- Text excerpt

# I'm gonna be rich!!!



## barry richardson (Apr 22, 2015)

This is the text of an email I got this morning, Looks like Lady Luck has smiled upon me

a common scam actually, but I don't have much sympathy for people who fall for it, can't cheat an honest man...

Dear Sir,
I must beg for your pardon for approaching you in this manner, I just want to ask for your help in getting back the money left in our bank by a citizen of your country who is now dead. I shall reveal his name, our bank details and that of myself to you once you accept to do this with me. This is safe and getting the money will be easy as I will use my position as the operations manager of our bank branch to influence things in our favour. The customer worked here in Thailand as a property dealer and he deposited in our bank branch the sum of nine million, two hundred and forty thousand US dollars (US $ 9,240,000) as fixed deposit in 1996 for a period of two years and this deposit has not. been claimed as I write you. It is the routine of our bank to transfer all deposits that have been inactive for this length of time to the government's account. The depositor did not mention any beneficiary or a next of kin at the time of deposit and you can therefore fit in as the beneficiary regardless of your relationship with him. I have on my own undertaken an independent investigation to know his whereabouts since there is no one else to contact and I realized that he died since early 1997 as a result of heart related illness. I have gone to his last known address and everyone that knew him confirmed he was dead but no one knew of his country of origin. I also inquired from the registrar of deaths, his death was registered and there is no known relative of him as well. I want you to apply as the beneficiary of the deceased in the capacity of his friend in order to claim the deposit from our bank since there is no known relative of him.

- Activity list
A. Set down the portion of the forum post from "This is the" to "an honest man..." word for word.
B. In the forum post, which details does the email writer promise to reveal once the recipient agrees to help?
C. According to the forum post, what work did the deceased customer do in Thailand?
The records that come next are separate material, unconnected to the forum post.

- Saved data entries

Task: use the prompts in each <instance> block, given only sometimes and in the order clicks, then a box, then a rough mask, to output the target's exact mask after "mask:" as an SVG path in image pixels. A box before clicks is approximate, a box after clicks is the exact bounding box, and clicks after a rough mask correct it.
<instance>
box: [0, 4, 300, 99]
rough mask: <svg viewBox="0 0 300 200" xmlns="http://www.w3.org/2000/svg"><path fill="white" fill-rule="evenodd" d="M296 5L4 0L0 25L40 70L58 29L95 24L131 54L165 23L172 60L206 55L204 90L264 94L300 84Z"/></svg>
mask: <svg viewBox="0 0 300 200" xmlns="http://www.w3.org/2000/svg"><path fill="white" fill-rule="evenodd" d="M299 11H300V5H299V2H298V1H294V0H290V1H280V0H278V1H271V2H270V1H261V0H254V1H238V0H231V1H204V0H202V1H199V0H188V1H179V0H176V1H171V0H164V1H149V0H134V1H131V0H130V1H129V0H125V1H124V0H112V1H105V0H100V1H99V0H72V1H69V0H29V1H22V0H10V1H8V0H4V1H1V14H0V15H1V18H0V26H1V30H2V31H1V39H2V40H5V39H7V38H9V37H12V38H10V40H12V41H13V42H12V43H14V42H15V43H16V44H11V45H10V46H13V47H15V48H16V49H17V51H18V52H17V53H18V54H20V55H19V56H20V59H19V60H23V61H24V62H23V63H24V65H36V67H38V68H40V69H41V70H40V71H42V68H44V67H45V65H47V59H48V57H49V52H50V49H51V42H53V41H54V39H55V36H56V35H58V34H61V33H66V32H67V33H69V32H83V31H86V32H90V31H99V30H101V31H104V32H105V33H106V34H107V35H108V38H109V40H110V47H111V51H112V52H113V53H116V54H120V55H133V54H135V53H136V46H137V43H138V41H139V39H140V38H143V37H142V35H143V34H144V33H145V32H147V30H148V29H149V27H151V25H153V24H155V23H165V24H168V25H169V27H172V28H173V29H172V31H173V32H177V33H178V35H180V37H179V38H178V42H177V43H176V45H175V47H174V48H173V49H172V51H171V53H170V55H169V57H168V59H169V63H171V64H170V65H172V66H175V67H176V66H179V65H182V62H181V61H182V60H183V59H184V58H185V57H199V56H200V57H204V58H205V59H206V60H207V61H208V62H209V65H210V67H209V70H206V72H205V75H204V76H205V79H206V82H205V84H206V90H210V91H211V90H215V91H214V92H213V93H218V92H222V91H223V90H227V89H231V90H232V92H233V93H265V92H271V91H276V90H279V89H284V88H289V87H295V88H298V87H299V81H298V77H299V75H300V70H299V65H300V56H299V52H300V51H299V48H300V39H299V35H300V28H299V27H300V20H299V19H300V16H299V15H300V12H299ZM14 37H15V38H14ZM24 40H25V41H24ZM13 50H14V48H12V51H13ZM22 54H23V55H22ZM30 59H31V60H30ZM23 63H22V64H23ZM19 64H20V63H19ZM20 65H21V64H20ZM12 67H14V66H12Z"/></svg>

- Answers given
A.
This is the text of an email I got this morning, Looks like Lady Luck has smiled upon me

a common scam actually, but I don't have much sympathy for people who fall for it, can't cheat an honest man...

B.
- The deceased customer's name
- The bank's details
- The writer's own details

C. He worked as a property dealer.